Recent Releases of rsample

rsample - rsample 1.3.1

  • The new internal_calibration_split() function and its methods for various resamples is for usage in tune to create a internal split of the analysis set to fit the preprocessor and model on one part and the post-processor on the other part (#483, #488, #489, #569, #575, #577, #582).

  • New accessor function calibration() for the calibration set of an internal calibration split (#581).

- R
Published by hfrick 11 months ago

rsample - rsample 1.3.0

  • Bootstrap intervals via int_pctl(), int_t(), and int_bca() now allow for more flexible grouping (#465).

  • Errors and warnings are now styled via cli (#499, #502). Largely done by @PriKalra (#523, #526, #528, #530, #531, #532), @Dpananos (#516, #517, #529), and @JamesHWade (#518) as part of the tidyverse dev day.

  • rolling_origin() is now superseded by sliding_window(), sliding_index(), and sliding_period() which provide more flexibility and control (@nmercadeb, #524).

  • The deprecation of validation_split(), validation_time_split(), and group_validation_split() has been moved to the next level so that they now warn.

Bug fixes

  • vfold_cv() now utilizes the breaks argument correctly for repeated cross-validation (@ZWael, #471).

- [Given problem a]: Count the lines in the records below that contain the string "metal", treating uppercase and lowercase as different. Reply with the number alone.

- [Records to process]:
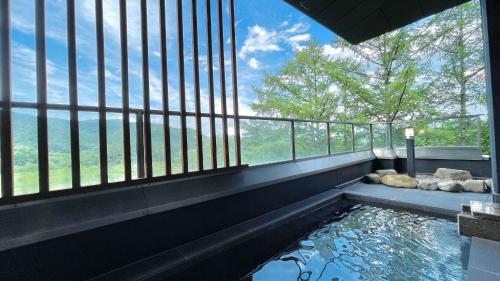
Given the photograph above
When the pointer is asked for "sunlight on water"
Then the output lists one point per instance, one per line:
(372, 243)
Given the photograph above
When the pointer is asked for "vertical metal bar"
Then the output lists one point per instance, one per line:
(196, 75)
(222, 74)
(479, 137)
(101, 91)
(164, 87)
(391, 142)
(292, 135)
(353, 138)
(232, 35)
(182, 88)
(145, 90)
(371, 137)
(125, 91)
(140, 144)
(73, 96)
(41, 90)
(7, 162)
(328, 136)
(211, 99)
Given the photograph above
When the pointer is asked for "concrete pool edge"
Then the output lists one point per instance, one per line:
(171, 262)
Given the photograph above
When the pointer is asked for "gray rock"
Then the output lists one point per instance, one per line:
(450, 186)
(372, 178)
(399, 181)
(489, 183)
(452, 174)
(428, 184)
(386, 172)
(475, 186)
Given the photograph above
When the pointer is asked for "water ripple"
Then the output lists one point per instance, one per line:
(371, 243)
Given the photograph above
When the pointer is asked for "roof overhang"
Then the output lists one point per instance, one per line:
(360, 20)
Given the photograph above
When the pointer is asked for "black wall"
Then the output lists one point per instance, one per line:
(478, 168)
(90, 253)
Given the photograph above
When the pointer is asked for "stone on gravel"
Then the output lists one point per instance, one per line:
(386, 172)
(450, 186)
(489, 183)
(475, 186)
(453, 174)
(428, 184)
(372, 178)
(399, 181)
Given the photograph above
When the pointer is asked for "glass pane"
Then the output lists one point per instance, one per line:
(158, 145)
(89, 148)
(381, 136)
(23, 51)
(133, 145)
(340, 138)
(57, 53)
(25, 137)
(207, 153)
(265, 141)
(310, 139)
(362, 137)
(115, 147)
(59, 150)
(86, 52)
(175, 144)
(192, 146)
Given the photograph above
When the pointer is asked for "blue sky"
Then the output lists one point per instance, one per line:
(267, 34)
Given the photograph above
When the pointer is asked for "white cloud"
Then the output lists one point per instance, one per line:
(259, 39)
(253, 63)
(296, 40)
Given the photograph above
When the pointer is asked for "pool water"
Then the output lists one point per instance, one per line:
(371, 243)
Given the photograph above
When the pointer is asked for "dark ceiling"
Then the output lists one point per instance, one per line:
(359, 20)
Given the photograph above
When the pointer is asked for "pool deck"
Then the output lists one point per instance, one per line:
(436, 202)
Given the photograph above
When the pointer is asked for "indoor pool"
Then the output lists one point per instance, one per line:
(371, 243)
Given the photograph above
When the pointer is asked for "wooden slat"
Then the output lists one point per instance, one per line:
(292, 137)
(211, 98)
(148, 152)
(140, 144)
(7, 162)
(125, 91)
(329, 139)
(234, 76)
(196, 76)
(73, 96)
(164, 87)
(41, 91)
(222, 76)
(182, 88)
(101, 92)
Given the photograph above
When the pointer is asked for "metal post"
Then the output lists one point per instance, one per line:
(101, 91)
(125, 91)
(353, 138)
(328, 136)
(196, 76)
(410, 156)
(73, 96)
(211, 99)
(6, 102)
(292, 134)
(371, 136)
(145, 90)
(164, 87)
(182, 88)
(490, 10)
(41, 90)
(140, 144)
(234, 76)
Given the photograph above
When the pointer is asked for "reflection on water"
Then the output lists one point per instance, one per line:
(372, 243)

- [Given problem b]: In the rsample release notes, which version introduced the accessor function calibration()?

- [Full response a]: 2

- [Full response b]: rsample 1.3.1